**DIRECTIONS FOR THIS TASK**
Reproduce the listing from its beginning through the line containing "box: [453, 793, 527, 869]", substituting "sample" for every occurrence of "instance" and leaving all other text unchanged.

-- Opening Marker --

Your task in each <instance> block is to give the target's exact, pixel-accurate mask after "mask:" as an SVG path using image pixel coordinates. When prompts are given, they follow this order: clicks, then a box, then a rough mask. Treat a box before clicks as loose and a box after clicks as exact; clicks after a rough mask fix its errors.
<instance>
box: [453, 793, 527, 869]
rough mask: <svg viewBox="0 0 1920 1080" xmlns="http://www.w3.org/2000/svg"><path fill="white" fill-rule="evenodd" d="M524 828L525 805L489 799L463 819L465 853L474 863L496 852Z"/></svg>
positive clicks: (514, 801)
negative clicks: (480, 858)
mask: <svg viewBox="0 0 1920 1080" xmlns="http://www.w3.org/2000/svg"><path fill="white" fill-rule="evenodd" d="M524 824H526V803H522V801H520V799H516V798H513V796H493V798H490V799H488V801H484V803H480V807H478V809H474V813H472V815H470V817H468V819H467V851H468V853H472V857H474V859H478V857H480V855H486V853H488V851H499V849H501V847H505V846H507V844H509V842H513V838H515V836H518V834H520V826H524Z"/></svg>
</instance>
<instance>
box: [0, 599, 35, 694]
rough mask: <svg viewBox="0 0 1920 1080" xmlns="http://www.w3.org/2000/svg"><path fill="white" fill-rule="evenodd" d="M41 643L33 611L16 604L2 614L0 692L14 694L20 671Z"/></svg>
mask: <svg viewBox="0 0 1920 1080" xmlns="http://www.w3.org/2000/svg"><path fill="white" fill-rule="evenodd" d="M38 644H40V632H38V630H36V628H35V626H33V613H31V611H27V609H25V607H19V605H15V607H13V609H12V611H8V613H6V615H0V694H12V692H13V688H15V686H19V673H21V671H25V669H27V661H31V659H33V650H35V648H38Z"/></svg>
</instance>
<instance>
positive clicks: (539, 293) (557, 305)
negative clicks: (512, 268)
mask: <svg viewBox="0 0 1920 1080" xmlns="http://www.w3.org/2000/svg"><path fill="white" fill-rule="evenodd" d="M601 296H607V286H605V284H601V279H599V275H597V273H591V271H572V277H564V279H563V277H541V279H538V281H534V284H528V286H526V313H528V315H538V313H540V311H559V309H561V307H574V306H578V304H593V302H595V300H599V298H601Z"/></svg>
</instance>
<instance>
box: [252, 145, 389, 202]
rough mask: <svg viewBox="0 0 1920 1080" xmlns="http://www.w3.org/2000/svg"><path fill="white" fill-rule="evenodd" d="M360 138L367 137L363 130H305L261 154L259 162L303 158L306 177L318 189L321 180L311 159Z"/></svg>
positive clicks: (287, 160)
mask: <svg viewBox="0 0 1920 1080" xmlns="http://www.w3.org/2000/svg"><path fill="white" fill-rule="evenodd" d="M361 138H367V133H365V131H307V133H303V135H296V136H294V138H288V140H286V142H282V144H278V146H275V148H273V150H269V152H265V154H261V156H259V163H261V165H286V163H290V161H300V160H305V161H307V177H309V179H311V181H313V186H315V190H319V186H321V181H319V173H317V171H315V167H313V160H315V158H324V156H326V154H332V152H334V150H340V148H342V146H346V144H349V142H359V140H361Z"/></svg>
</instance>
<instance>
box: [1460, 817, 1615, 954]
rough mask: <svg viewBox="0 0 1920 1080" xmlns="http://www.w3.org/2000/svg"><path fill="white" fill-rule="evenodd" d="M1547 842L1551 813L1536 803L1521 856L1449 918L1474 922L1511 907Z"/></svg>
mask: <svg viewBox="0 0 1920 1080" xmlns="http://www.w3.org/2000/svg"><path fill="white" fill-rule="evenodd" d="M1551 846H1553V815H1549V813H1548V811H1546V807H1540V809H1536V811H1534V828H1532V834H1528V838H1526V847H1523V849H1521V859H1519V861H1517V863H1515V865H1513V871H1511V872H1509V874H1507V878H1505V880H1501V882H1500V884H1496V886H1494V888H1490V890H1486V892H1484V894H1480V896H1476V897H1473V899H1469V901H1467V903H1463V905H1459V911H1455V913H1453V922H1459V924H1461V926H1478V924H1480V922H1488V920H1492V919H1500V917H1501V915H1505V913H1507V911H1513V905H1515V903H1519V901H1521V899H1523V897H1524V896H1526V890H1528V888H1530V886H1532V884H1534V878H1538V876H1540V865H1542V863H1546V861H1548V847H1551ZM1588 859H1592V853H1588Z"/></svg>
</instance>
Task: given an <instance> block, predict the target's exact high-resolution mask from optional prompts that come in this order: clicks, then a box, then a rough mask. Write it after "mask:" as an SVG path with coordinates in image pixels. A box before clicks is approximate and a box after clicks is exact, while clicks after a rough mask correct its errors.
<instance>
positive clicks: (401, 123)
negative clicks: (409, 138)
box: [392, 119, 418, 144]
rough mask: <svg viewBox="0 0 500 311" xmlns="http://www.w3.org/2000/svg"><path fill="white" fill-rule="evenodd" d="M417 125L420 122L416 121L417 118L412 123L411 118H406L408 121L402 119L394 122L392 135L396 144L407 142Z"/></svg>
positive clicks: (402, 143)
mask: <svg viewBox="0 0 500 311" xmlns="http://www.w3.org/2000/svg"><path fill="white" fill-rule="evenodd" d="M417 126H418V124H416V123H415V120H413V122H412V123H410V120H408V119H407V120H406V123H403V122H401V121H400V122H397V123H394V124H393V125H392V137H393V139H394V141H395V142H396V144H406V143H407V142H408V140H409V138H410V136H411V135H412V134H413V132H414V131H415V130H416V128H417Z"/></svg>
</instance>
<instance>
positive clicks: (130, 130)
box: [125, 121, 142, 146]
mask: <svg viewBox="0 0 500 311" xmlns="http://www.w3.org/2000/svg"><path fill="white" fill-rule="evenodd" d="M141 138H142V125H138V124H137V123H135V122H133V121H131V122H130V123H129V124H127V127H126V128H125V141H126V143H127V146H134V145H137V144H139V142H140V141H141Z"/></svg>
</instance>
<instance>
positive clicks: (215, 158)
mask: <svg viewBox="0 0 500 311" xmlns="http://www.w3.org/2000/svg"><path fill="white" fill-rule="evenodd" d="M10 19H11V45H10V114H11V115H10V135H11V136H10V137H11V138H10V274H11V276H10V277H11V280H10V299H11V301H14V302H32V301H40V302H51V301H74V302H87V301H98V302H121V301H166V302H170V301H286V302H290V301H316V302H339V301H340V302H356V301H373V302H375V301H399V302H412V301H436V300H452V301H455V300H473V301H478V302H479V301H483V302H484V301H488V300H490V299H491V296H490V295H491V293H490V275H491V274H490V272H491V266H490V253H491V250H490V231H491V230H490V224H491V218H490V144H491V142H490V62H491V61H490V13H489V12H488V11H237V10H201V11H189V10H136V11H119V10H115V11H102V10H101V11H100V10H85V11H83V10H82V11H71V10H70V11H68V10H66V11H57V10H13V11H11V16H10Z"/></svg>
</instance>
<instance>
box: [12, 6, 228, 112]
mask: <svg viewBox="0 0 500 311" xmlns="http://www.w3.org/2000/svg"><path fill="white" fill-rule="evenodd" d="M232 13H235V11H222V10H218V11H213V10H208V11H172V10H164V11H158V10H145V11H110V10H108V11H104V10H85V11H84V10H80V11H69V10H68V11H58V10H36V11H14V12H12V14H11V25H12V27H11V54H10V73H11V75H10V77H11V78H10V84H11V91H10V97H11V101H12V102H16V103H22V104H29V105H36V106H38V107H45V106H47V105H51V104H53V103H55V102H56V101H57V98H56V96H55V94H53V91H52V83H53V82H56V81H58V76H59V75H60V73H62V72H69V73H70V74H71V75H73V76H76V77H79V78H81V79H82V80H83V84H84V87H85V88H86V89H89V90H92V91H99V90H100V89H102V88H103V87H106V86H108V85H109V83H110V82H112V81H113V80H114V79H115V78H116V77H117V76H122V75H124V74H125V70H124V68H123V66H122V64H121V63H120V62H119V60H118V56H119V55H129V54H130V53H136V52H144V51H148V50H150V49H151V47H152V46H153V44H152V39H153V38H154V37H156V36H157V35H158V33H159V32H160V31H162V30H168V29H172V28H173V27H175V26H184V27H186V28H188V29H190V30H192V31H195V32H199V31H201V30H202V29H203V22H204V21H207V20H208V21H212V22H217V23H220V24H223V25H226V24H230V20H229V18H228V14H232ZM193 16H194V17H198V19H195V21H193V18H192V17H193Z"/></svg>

-- Closing Marker --

**EXERCISE ANSWER**
Your task in each <sample> block is to give the target's exact, pixel-accurate mask after "mask:" as an SVG path using image pixel coordinates. When prompts are given, they follow this order: clicks, then a box, then a rough mask. Treat a box before clicks as loose and a box after clicks as exact; clicks after a rough mask fix its errors.
<sample>
box: [453, 793, 527, 869]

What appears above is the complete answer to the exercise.